__Document segment__
..........

We are continuing to see a range of terminologies used to describe products related to the cannabis plant, including cannabinoids, whole flower medicinal cannabis, cannabis, medicinal marijuana, marijuana and hemp. Althugh these terms are often used interchangably, they do have differences.
For us, it is very important that we use consistent and present terminology when using these terms. We would like to make clear the distinction between them.
What do they mean?
Medicinal – the “medicinal” prefix is attributed to these terms to indicate the purpose of use, for example “medicinal cannabis” or “medicinal marijuana”. This is used to indicate they are being used for medicinal reasons, in the treatment of an indication, such as chronic pain, anxiety or insomnia and other conditions related to CEDS, rather than a recreational use.
Marijuana – marijuana refers to cannabis plants high in THC (illicit cannabis). The word marijuana is believed to have originated from Mexico. In the US medical marijuana is not regulated as it is here in Australia. In the US patients decide what medical marijuana products they want to use, and they are generally smoked or consumed as edibles.
Cannabis– cannabis and refer to all products from the Cannabis Sativa plant, and medical use is related to the use of “whole flower” or in Europe “cannabis inflorescence”.
Whole Flower – whole flower is raw plant material derived from the cannabis plant, usually for medicinal purposes. These products can be smoked or vaped. This is a common option in the Australian market but but it does not provide the dosing required for medical regimes. We do not provide whole flower products at the clinic for a range of good reasons, learn more in our article – Why Not Offer Whole Flower?
Cannabinoids – are the molecules found in the cannabis plant that provide medical outcomes. The main ones you may have heard of CBD (cannabidiol) and THC (∆9- tetrahydrocannabinol) are usually what is prescribed by healthcare professionals. Over 100 cannabinoids have been identified. While Cannabis as a plant will never be approved, cannabinoids have already been approved in the form of Epidyolex (CBD 100mg/ml) for paediatric seizure disorders and Sativex (CBD:THC 1:1) for MS (multiple sclerosis).
So, which does eCS Clinic provide access to?
The medications provided by eCS Clinic where appropriate are cannabinoid medications. We prescribe compounds derived from cannabis which can be accuratley and reliabily dosed and titrated to ensure a consistent outcome for patients. Medicinal cannabinoids are available in a range of forms, including oil, lozenges, capsules, cream, supositories, and pessaries. The form of cannabinoid medication is decided by your eCS Specialist to optimise patient results.

..........

__Entries shown__
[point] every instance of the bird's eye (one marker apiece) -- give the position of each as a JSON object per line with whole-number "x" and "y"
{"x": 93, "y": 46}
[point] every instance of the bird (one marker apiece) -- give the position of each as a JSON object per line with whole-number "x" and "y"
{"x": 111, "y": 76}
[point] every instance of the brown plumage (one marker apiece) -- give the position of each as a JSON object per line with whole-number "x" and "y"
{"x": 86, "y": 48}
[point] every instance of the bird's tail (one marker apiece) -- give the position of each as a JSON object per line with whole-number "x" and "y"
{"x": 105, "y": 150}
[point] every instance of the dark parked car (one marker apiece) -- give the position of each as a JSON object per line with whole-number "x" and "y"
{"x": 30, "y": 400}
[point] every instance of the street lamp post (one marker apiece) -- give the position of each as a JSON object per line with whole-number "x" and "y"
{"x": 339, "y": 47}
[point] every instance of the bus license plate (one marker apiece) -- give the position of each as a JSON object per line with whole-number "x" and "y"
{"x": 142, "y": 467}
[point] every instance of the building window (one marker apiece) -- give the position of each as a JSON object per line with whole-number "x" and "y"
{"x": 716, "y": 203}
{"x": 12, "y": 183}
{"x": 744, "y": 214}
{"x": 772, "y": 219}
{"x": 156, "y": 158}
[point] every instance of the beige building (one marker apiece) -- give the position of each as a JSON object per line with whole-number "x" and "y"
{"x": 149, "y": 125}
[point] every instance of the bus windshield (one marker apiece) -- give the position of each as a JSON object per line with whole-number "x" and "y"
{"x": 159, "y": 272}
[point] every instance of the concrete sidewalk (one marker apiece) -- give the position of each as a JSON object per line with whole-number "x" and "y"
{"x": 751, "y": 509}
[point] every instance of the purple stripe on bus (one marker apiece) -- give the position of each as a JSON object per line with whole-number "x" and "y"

..........

__Brief 1__
List every term that the cannabis terminology text defines under its heading "What do they mean?"
__Brief 2__
According to the cannabis terminology text, how many cannabinoids have been identified?
__Brief 3__
Transcribe everything in the cannabis terminology text from "For us, it is" down to "distinction between them.".

__Problem solution 1__
Medicinal, Marijuana, Cannabis, Whole Flower, Cannabinoids

__Problem solution 2__
Over 100.

__Problem solution 3__
For us, it is very important that we use consistent and present terminology when using these terms. We would like to make clear the distinction between them.